● Excerpt to read
#####

Data Policy YAML configuration

Data Policy YAML configuration

Within Data Policy, we have two separate types one is the Data Masking Policy, and another is the Data Filtering Policy.

Data masking policies are designed to protect sensitive information by replacing original data with fictitious yet structurally similar data. This ensures that the privacy of sensitive data is maintained while keeping the data useful for purposes such as testing and development.

Data masking is particularly beneficial for Personally Identifiable Information (PII), where original data can be represented through masking, replacement with a placeholder (such as "####"), or obfuscation through a hash function.

Upon the application of a data masking policy, the original data is transformed, as illustrated in the sample example table below:

Data Category Original Value Masked Value
Email ID john.smith\@gmail.com bkfgohrnrtseqq85\@bkgiplpsrhsll16.com
Social Security Number (SSN) 987654321 867-92-3415
Credit Card Number 8671 9211 3415 4546 #### #### #### ####

Such a policy ensures the protection of sensitive details, including but not limited to names, titles, addresses, etc.

You can apply the Mask policy, say to mask the column with ‘customer name’ in it, directly from the Metis UI via policy tags or via DataOS CLI by applying a YAML file.

#####

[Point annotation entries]
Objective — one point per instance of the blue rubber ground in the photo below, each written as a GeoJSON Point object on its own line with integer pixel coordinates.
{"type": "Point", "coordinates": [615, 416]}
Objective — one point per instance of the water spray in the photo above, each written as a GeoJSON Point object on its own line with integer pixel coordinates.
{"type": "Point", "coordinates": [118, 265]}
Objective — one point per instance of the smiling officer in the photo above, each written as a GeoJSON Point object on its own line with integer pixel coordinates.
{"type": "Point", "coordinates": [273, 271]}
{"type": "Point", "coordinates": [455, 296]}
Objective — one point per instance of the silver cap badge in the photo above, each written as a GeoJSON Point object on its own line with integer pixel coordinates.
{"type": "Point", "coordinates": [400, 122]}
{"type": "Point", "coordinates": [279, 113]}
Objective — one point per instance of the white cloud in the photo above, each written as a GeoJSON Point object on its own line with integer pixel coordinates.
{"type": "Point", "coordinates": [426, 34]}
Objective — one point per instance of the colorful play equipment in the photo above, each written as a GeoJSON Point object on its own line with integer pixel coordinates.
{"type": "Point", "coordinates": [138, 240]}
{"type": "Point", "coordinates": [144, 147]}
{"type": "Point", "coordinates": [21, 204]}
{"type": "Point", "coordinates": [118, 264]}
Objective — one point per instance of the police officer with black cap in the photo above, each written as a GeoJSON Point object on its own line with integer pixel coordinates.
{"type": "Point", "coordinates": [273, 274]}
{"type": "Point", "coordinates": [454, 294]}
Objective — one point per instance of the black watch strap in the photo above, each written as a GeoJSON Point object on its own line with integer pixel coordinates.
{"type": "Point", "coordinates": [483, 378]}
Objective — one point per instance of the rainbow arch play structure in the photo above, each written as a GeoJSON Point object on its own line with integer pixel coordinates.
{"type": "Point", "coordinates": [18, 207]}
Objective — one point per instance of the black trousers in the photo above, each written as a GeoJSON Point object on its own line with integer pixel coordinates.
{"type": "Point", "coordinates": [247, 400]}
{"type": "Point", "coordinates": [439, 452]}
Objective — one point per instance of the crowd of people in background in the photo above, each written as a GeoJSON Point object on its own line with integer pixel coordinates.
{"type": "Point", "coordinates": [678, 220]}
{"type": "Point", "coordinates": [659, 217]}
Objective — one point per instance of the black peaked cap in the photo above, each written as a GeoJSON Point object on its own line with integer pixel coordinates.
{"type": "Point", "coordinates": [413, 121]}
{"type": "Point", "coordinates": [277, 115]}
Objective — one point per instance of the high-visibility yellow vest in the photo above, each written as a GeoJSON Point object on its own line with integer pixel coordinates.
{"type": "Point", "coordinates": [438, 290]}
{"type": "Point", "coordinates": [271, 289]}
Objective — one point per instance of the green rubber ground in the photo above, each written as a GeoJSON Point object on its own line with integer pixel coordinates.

#####

● Work to complete
**1)** Which two types of Data Policy does the Data Policy excerpt name?
**2)** Reproduce the Data Policy excerpt verbatim from "Data Category Original" to "titles, addresses, etc.".

● Exercise responses
**1)** The Data Masking Policy and the Data Filtering Policy.

**2)**
Data Category Original Value Masked Value
Email ID john.smith\@gmail.com bkfgohrnrtseqq85\@bkgiplpsrhsll16.com
Social Security Number (SSN) 987654321 867-92-3415
Credit Card Number 8671 9211 3415 4546 #### #### #### ####

Such a policy ensures the protection of sensitive details, including but not limited to names, titles, addresses, etc.